BRIEF: Reproduce the records below word for word, starting at the line that contains "the white canister" and continuing through the end of the records, including that first line and the last line.

THE INPUT:
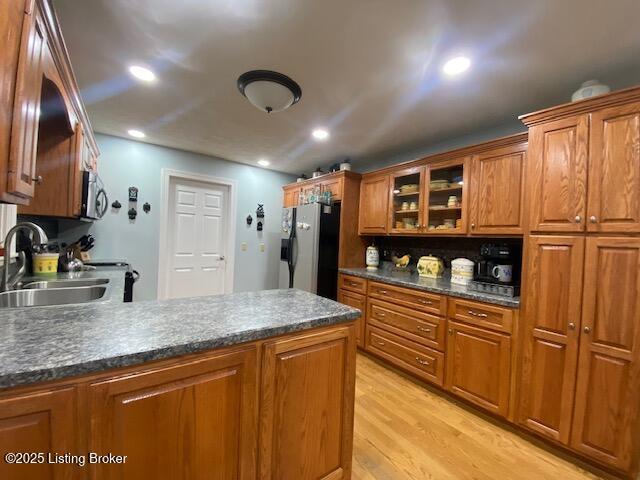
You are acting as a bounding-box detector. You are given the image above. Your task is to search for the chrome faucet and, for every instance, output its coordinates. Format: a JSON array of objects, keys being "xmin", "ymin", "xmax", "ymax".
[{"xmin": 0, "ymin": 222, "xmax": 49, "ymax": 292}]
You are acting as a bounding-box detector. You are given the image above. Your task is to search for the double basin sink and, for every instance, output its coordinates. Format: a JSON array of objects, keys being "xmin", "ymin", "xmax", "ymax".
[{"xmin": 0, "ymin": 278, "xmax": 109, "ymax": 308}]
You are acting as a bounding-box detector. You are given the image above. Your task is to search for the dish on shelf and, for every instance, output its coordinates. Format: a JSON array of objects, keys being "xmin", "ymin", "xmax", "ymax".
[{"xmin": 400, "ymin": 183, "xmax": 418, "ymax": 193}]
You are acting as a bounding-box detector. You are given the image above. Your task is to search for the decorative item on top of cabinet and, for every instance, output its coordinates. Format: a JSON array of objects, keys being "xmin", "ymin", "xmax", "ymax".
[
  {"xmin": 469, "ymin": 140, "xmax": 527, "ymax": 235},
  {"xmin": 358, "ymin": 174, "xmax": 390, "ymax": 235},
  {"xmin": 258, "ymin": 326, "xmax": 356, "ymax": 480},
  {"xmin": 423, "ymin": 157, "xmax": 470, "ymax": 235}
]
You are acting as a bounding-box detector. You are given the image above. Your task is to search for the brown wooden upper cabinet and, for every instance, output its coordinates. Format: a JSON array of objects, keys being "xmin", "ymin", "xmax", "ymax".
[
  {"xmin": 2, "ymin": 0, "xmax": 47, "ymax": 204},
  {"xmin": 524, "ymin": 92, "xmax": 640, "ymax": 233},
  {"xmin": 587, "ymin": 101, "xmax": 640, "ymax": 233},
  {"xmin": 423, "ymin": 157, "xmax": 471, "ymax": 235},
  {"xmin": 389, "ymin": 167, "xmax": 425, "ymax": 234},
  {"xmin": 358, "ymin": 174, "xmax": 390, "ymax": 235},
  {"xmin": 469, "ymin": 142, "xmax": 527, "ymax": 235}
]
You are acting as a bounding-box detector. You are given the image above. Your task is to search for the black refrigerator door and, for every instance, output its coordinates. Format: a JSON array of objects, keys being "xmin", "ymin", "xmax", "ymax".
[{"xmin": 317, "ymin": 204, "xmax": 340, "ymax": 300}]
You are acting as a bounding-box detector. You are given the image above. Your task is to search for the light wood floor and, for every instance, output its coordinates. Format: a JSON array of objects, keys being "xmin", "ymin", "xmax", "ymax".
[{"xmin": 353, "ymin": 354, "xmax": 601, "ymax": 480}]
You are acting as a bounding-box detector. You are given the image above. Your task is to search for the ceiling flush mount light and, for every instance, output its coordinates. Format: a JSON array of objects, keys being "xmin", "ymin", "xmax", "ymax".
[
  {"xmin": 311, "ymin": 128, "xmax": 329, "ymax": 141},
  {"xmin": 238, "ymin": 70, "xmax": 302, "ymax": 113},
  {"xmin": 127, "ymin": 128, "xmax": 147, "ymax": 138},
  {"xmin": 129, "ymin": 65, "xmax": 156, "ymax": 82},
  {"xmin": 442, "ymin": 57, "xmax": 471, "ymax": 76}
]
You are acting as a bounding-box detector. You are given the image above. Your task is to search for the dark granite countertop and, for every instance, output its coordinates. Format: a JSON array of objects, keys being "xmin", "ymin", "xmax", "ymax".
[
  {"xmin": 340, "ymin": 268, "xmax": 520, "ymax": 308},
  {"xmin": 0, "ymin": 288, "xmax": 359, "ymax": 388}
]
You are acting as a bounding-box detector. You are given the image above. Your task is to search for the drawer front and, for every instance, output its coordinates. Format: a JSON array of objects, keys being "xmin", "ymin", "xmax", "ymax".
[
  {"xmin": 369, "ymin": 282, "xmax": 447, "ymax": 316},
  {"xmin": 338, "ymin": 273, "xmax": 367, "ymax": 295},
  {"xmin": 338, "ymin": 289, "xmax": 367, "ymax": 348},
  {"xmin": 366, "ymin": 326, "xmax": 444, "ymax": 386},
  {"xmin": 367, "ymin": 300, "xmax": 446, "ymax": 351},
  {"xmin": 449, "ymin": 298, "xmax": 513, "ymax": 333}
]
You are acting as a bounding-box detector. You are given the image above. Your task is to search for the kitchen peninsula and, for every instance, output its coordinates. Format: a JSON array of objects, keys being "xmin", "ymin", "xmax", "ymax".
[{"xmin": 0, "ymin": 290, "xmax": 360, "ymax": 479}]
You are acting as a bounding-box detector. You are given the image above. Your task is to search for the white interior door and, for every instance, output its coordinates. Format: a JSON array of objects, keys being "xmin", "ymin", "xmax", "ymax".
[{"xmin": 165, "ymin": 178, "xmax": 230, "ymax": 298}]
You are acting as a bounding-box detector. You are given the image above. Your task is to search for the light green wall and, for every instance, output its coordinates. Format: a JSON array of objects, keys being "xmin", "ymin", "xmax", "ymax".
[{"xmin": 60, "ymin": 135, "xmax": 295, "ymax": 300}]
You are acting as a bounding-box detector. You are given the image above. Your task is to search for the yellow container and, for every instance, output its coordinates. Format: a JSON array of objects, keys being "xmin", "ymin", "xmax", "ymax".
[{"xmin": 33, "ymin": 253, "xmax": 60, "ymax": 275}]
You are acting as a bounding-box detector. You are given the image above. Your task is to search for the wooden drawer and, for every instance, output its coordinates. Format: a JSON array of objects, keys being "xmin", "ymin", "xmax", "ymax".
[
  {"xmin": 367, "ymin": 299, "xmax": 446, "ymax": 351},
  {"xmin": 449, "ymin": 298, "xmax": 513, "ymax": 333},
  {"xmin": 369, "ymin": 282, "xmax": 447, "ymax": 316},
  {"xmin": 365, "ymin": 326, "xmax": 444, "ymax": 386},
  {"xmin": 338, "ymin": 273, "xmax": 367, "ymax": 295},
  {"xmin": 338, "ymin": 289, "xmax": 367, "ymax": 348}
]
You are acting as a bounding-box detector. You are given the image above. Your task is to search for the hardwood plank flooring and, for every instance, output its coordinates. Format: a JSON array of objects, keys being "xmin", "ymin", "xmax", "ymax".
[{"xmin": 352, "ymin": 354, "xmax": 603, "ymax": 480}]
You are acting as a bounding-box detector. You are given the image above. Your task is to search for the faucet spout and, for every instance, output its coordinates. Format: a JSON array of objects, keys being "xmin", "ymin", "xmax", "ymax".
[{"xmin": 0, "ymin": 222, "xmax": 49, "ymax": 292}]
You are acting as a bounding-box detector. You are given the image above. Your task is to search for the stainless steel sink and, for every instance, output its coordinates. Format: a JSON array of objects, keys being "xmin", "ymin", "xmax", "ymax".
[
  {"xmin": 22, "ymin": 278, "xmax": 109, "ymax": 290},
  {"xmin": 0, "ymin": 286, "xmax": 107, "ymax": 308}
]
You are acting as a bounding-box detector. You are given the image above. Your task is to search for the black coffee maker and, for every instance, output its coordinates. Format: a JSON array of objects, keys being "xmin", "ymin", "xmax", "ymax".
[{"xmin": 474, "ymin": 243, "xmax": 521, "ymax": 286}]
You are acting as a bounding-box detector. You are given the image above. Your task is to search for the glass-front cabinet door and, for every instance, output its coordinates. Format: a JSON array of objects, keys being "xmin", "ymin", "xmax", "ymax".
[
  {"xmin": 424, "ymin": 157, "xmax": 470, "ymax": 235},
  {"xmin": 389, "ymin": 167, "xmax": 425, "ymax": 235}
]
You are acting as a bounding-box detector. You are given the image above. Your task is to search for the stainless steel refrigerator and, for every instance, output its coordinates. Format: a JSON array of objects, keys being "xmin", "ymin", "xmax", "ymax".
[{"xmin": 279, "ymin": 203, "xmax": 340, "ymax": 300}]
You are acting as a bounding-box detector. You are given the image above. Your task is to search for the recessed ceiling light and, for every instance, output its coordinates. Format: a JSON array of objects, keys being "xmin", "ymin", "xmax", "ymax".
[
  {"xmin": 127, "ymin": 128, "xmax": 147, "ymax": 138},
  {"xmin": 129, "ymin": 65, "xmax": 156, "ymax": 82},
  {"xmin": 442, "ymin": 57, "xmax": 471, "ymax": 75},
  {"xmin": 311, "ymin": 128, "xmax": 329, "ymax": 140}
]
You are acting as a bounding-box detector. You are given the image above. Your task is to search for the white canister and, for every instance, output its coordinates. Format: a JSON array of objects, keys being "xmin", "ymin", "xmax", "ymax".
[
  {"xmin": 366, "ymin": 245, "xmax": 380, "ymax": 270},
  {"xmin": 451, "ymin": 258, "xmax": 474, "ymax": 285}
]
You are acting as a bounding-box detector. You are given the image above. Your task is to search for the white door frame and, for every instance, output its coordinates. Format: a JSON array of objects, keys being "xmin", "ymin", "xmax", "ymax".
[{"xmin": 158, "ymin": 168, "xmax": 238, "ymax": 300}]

SOLVED EXERCISE:
You are acting as a bounding-box detector. You are given the image above. Your task is to search for the white canister and, for every instance, output its coordinates. Format: a JSON array of objects, keys being "xmin", "ymin", "xmax", "ymax".
[
  {"xmin": 366, "ymin": 245, "xmax": 380, "ymax": 270},
  {"xmin": 451, "ymin": 258, "xmax": 474, "ymax": 285}
]
You are acting as a bounding-box detector. You are given the image above. Your task is to search for the white door frame and, for every instance, output its coordinates. Format: a JSON array of objects, keys being "xmin", "ymin", "xmax", "ymax".
[{"xmin": 158, "ymin": 168, "xmax": 238, "ymax": 300}]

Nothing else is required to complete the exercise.